## Start Stored records

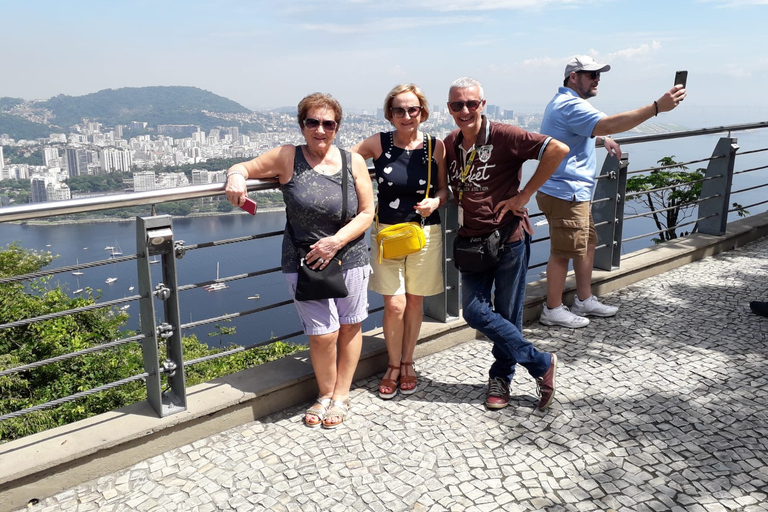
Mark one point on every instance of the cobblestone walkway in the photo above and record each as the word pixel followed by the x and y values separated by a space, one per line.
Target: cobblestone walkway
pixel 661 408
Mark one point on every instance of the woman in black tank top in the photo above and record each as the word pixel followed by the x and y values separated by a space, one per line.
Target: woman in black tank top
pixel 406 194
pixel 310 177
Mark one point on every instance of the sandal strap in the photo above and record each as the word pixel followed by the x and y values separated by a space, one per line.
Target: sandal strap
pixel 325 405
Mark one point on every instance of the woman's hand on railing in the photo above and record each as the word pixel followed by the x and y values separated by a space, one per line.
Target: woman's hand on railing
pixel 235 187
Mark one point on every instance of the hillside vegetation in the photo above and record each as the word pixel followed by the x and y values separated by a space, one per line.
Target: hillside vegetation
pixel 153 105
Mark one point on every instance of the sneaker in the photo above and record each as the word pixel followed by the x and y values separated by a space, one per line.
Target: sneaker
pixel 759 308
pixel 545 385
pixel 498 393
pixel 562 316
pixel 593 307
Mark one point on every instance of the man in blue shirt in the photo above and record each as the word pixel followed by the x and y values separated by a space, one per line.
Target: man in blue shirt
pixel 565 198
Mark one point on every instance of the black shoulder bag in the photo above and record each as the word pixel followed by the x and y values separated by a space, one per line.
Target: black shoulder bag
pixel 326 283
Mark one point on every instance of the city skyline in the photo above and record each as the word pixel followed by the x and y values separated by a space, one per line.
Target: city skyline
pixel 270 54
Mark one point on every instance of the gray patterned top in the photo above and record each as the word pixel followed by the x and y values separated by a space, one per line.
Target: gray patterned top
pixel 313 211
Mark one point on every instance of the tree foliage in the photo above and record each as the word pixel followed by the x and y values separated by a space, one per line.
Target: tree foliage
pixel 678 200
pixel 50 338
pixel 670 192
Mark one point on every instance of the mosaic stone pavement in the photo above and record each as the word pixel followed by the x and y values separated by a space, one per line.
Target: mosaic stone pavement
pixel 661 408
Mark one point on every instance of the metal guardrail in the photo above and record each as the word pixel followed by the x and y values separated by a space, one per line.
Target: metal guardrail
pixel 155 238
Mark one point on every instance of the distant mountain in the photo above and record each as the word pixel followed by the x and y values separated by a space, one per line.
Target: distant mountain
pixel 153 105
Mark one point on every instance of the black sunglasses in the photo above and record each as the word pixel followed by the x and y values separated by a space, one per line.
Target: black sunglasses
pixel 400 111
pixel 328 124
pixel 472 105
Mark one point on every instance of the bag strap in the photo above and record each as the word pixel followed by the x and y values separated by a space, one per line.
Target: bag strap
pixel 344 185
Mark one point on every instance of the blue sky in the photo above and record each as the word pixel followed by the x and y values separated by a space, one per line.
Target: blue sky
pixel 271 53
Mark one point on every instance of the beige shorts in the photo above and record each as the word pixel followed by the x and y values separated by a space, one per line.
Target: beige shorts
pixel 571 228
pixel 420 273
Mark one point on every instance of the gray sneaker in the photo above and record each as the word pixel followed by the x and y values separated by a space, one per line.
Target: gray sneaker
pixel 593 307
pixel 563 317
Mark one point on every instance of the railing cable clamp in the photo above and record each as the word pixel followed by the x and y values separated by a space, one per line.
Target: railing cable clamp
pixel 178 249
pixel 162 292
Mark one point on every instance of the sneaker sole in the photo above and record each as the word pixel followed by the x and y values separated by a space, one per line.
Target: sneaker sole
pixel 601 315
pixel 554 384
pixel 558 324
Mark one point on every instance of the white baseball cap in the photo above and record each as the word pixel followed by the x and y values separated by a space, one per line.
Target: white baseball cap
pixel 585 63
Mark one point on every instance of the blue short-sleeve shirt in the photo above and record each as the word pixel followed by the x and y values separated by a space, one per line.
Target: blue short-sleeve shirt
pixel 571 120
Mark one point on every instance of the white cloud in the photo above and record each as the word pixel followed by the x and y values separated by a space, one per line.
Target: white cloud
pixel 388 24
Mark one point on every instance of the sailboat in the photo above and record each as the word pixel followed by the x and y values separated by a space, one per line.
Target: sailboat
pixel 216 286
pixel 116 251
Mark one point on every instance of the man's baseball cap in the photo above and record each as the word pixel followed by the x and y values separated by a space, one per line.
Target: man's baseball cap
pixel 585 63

## End Stored records
## Start Stored records

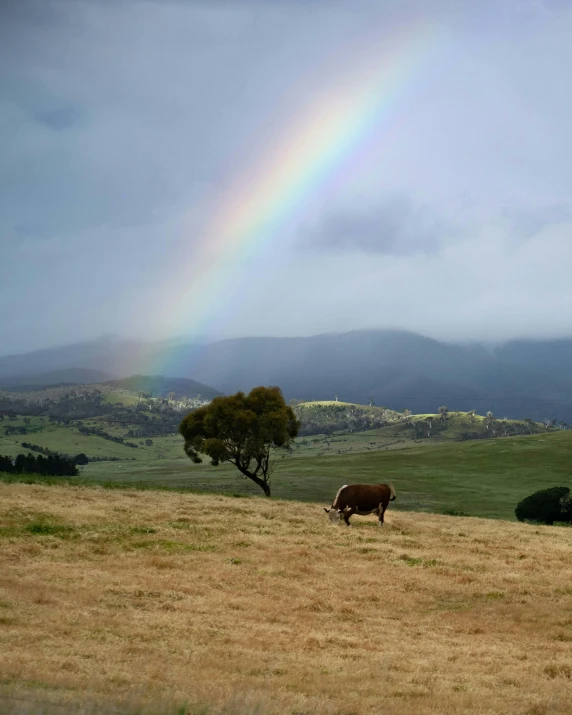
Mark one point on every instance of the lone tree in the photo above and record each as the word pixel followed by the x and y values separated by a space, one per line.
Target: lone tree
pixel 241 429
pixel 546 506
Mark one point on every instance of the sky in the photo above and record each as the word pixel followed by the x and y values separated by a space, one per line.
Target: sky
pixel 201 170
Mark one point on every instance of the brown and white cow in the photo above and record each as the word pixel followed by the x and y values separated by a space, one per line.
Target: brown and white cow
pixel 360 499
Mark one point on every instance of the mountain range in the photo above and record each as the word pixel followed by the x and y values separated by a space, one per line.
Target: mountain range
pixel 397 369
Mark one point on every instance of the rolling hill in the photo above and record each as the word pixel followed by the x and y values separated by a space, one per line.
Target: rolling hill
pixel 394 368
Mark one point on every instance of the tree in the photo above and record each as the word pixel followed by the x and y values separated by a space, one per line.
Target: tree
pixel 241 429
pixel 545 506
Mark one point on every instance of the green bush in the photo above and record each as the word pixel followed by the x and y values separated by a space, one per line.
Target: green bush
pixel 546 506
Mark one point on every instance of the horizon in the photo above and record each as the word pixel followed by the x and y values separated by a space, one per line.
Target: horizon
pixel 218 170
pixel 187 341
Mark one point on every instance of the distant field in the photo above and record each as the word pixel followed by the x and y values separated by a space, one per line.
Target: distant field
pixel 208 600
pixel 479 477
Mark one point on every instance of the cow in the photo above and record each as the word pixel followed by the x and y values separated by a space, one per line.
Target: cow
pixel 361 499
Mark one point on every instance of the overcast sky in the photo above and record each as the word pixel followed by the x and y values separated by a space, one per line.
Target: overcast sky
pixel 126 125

## End Stored records

Turn the material from the line with "Mark one point on every instance of the distant mountain" to the line with "pixel 162 292", both included, into a Markdown table with the columns Number and Line. Give each nonblank line its own row, numbered from 1, and leave out blank lines.

| Number | Line |
|---|---|
| 1 | Mark one point on every instance of the distant mountain in the photo above and record each as the word pixel followed by the x and y values separated by a space, one per line. |
| 2 | Target: distant mountain |
| 3 | pixel 153 105 |
| 4 | Mark one point on every instance of the black sunglasses in the photo above and record each as the word pixel followed by the x and y values separated by a space, one per line. |
| 5 | Target: black sunglasses |
| 6 | pixel 400 111 |
| 7 | pixel 328 124 |
| 8 | pixel 472 105 |
| 9 | Mark one point on every instance of the bag strap in the photo above and record each as the word pixel followed by the x and y values separated by a space, one per line. |
| 10 | Target: bag strap |
| 11 | pixel 344 185 |
| 12 | Mark one point on every instance of the blue sky in the photo above and record each as the word pixel followed by the x and y values separated by a space, one per line. |
| 13 | Target: blue sky |
| 14 | pixel 271 53 |
| 15 | Mark one point on every instance of the beige shorts in the photo above and record each as the word pixel followed by the x and y values separated by a space, one per line. |
| 16 | Target: beige shorts |
| 17 | pixel 571 228 |
| 18 | pixel 420 273 |
| 19 | Mark one point on every instance of the gray sneaker in the photo above and record each as the word pixel followed by the x and y values separated by a space, one per line. |
| 20 | Target: gray sneaker |
| 21 | pixel 593 307 |
| 22 | pixel 563 317 |
| 23 | Mark one point on every instance of the railing cable clamp in the photo above and record each as the word pixel followed by the x and y values separated by a space, one per line. |
| 24 | Target: railing cable clamp |
| 25 | pixel 178 249 |
| 26 | pixel 162 292 |